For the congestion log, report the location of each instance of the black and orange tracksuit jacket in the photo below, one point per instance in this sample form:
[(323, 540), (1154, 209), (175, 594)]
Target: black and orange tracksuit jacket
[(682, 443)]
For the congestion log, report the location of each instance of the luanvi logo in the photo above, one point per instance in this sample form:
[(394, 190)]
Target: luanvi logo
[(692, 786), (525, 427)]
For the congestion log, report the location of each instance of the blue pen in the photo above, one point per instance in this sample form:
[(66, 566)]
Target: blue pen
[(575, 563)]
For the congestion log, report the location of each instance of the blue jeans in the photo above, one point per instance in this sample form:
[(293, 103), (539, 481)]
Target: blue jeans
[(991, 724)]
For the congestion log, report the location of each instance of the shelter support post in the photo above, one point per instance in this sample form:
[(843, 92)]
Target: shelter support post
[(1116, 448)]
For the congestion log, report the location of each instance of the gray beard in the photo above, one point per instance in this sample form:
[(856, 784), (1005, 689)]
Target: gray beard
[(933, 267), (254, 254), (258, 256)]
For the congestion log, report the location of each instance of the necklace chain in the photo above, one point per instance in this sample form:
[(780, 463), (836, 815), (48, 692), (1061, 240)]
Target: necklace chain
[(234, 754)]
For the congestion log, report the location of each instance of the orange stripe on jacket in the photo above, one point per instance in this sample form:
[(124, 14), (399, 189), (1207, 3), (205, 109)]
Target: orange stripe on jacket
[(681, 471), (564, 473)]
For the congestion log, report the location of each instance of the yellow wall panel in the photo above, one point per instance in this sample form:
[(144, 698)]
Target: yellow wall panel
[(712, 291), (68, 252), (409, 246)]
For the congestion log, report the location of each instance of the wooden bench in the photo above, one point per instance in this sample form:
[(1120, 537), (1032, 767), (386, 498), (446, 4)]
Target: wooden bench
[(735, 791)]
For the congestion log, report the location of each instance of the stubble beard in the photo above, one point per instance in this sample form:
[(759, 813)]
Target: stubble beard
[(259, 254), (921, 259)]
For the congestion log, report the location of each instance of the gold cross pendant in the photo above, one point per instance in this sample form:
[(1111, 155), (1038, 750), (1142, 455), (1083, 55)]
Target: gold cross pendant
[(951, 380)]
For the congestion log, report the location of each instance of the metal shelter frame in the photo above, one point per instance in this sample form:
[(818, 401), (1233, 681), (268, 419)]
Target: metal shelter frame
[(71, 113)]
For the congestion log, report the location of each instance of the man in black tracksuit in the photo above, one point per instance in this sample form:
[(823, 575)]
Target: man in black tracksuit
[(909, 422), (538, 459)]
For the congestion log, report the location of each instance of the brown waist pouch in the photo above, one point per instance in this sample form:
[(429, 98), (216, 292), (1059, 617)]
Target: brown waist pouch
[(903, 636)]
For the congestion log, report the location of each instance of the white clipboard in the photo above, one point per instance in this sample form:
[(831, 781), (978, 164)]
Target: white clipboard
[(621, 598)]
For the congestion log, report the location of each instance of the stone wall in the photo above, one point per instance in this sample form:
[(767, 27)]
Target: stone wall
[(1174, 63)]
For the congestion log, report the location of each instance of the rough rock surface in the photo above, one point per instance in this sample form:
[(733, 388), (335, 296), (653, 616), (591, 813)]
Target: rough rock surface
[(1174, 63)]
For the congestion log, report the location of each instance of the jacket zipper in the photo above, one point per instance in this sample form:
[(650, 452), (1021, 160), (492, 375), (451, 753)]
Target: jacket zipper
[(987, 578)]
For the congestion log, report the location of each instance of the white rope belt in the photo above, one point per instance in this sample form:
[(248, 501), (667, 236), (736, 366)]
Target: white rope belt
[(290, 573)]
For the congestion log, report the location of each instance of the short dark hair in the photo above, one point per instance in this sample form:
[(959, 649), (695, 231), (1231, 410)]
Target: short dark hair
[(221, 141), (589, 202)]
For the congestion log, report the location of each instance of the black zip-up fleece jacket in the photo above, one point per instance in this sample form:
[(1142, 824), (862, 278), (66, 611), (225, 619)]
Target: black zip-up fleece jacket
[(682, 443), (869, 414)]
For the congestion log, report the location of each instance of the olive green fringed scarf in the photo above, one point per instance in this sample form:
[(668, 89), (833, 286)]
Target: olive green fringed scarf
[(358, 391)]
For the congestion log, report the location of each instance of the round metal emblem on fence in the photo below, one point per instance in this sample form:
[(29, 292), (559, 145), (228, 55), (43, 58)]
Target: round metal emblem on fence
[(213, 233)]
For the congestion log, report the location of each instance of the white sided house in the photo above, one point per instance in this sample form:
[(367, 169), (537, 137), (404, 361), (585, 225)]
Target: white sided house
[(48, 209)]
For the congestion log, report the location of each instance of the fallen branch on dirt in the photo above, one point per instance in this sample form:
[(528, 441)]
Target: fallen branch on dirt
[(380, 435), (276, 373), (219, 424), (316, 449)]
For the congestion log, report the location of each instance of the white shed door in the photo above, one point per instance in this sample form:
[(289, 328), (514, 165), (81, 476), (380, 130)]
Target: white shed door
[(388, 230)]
-- -- --
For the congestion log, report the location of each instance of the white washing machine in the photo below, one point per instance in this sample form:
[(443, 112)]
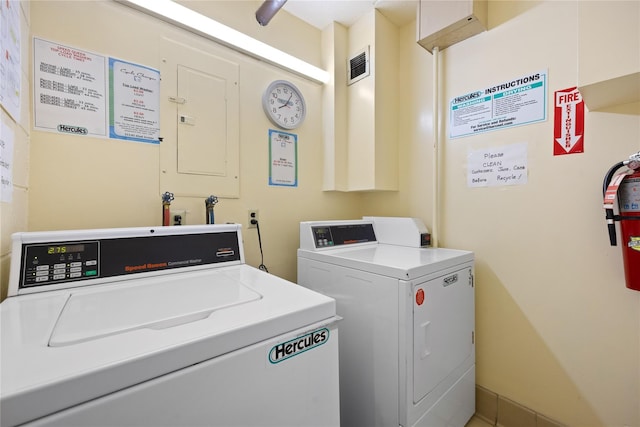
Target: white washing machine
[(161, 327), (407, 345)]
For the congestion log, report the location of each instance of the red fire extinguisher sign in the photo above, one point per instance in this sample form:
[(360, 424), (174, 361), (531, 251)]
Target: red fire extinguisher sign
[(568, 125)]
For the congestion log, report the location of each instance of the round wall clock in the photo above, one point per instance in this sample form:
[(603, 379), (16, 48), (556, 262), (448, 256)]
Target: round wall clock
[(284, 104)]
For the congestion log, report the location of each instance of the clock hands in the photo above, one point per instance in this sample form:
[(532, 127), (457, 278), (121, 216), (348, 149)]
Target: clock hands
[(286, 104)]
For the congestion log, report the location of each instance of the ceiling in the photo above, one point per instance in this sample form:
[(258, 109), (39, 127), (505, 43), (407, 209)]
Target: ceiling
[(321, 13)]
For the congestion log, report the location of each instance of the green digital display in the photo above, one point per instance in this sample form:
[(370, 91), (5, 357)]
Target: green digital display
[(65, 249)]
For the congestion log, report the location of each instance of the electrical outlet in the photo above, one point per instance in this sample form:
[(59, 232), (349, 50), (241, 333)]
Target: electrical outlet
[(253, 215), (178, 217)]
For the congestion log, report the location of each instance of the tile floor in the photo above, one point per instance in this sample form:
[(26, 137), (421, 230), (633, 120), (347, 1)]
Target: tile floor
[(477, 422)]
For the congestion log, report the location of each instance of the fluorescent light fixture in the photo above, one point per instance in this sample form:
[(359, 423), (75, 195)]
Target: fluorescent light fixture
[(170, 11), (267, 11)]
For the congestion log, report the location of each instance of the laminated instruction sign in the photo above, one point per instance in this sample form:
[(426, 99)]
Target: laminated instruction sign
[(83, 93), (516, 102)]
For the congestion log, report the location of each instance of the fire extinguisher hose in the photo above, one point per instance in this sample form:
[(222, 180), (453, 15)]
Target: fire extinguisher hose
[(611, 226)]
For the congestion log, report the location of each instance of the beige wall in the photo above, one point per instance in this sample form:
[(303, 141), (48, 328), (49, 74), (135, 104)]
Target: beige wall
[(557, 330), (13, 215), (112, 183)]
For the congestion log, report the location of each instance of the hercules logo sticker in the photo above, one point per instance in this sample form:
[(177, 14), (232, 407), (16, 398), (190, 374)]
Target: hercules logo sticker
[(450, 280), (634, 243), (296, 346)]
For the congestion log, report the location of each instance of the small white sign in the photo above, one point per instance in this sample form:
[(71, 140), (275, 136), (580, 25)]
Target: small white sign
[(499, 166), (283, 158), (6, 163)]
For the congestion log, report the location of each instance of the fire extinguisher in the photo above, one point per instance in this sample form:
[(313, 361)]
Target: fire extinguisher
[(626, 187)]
-- -- --
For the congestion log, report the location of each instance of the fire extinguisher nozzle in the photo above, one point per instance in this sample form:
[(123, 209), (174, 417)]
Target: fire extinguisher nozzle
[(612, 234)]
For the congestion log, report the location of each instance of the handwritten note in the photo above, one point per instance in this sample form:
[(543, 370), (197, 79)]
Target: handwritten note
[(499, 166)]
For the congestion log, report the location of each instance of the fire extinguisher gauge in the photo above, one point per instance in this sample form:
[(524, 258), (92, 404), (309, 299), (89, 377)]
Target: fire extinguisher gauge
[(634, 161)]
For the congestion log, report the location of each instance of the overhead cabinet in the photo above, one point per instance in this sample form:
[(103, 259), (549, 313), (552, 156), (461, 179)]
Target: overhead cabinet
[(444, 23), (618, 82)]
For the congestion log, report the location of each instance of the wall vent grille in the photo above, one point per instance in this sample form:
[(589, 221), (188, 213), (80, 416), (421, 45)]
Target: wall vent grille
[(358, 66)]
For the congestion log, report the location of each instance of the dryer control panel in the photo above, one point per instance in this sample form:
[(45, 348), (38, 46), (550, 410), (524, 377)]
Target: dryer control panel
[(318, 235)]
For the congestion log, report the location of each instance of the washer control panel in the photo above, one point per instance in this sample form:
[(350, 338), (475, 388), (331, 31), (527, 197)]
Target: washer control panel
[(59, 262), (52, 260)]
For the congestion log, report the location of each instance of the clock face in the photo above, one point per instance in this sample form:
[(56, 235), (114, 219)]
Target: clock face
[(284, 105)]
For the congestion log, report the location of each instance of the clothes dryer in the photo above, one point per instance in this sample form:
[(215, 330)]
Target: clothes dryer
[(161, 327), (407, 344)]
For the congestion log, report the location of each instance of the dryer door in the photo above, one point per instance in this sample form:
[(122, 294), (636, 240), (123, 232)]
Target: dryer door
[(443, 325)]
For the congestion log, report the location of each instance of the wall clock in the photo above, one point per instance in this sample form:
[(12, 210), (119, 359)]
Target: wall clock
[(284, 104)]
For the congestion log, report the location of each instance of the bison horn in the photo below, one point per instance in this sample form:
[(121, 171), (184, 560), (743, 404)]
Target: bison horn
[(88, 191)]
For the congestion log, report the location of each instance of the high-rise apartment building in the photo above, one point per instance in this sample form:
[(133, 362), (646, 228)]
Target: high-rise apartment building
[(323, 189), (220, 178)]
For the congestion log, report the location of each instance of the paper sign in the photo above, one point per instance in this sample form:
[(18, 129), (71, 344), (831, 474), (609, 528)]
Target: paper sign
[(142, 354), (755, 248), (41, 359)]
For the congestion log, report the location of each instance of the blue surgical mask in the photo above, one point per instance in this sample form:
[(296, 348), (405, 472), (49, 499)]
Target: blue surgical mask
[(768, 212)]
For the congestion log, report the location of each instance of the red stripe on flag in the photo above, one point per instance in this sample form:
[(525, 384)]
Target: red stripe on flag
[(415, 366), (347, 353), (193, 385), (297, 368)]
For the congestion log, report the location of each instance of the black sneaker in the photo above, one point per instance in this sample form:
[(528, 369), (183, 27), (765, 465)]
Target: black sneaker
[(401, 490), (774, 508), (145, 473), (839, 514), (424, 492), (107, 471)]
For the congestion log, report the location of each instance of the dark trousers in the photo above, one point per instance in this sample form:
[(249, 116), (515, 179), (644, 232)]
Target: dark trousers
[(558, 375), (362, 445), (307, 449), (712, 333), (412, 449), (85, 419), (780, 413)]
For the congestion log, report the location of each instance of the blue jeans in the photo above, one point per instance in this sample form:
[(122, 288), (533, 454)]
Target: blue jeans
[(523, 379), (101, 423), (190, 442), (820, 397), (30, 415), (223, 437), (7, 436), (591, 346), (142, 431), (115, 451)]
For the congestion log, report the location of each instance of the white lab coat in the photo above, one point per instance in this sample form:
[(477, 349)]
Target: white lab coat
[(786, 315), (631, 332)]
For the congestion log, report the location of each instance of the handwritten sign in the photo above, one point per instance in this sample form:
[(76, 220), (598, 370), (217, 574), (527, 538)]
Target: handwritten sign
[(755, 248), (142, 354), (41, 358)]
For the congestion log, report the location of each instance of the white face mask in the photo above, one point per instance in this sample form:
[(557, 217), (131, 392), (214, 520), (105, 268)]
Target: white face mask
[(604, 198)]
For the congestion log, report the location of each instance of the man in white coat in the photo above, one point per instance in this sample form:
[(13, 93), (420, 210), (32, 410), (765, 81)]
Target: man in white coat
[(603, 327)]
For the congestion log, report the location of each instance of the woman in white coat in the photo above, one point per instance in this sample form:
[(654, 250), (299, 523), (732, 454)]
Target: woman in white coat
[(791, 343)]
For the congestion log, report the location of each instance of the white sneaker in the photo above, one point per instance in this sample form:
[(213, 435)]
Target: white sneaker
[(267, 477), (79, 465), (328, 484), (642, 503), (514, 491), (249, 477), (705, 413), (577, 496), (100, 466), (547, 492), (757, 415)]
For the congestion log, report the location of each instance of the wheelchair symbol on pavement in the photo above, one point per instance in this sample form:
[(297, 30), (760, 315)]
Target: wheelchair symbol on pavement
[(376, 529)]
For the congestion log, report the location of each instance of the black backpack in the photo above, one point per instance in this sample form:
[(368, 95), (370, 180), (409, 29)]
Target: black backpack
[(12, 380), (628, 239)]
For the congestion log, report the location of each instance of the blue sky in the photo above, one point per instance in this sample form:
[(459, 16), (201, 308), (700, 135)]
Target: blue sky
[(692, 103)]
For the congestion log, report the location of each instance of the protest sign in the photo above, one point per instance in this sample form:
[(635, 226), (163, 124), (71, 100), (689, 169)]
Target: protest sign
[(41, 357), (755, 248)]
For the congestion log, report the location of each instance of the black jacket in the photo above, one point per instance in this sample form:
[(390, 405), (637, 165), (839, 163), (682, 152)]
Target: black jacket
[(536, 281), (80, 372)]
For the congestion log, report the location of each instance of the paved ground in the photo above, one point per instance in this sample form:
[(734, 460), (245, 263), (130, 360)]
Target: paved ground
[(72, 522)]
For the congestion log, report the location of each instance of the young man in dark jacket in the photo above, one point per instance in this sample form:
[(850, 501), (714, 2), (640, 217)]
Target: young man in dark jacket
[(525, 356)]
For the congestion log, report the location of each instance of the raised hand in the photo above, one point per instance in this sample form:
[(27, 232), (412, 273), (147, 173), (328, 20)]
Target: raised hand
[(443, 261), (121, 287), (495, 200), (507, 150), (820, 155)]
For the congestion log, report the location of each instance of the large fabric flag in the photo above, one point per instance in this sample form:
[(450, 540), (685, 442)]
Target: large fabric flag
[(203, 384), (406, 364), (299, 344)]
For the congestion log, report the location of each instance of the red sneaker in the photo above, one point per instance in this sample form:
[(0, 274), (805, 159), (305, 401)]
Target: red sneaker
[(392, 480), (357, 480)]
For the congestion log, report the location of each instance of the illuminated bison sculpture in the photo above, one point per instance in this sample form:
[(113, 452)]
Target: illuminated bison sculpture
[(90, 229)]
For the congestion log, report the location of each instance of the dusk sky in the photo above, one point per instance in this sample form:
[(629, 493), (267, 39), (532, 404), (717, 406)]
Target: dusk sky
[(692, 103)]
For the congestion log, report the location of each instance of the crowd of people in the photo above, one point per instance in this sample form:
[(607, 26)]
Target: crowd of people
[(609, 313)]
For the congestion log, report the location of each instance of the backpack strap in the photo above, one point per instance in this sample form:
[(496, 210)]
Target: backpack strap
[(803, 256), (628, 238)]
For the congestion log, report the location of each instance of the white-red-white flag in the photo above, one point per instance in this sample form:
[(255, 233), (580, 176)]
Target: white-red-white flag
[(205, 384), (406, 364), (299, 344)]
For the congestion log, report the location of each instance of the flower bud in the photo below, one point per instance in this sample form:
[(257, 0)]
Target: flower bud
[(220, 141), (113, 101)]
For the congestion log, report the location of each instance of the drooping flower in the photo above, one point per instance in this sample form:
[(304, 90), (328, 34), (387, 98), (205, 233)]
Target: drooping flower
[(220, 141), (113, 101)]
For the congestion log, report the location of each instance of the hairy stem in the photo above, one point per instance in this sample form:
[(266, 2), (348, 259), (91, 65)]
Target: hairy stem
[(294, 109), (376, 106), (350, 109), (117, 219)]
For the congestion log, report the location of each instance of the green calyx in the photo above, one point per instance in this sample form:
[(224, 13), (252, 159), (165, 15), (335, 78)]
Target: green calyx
-- -- --
• [PROBLEM STATEMENT]
Rescale the items in the part that opens with the line containing "of the olive" and closes with the line containing "[(388, 230)]" by reproducing every line of that part, requests included. Multiply each point coordinate in the answers by 1.25 and round to whole numbers with halves going up, leaving the requests and their sample coordinates unchanged.

• [RESPONSE TO THIS TASK]
For the congestion log, report the location of each instance of the olive green fringed scarf in the photo above, one point per instance in this sample form:
[(668, 89), (833, 286)]
Target: olive green fringed scarf
[(448, 489)]
For the congestion log, report the location of each instance of the round metal emblem on fence in the photo below, one point per instance in this sample form:
[(29, 292), (559, 145), (228, 55), (43, 58)]
Target: round metal emblem on fence
[(266, 291)]
For the congestion log, report the location of each instance of the white sided house in the photo above, one point per instance in this sample form:
[(367, 169), (537, 137), (404, 361), (585, 225)]
Target: white sided house
[(60, 261)]
For the congestion log, report the location of each instance of the fallen branch on dirt in the photo above, one point per instance in this sample form:
[(528, 441)]
Target: fallen branch on dirt
[(475, 544), (345, 466), (274, 530), (395, 561)]
For the congestion log, report the location of each instance of the white shed door in the photo above, one point per instance in this sample form:
[(289, 328), (514, 165), (81, 476), (380, 130)]
Target: white shed door
[(485, 288)]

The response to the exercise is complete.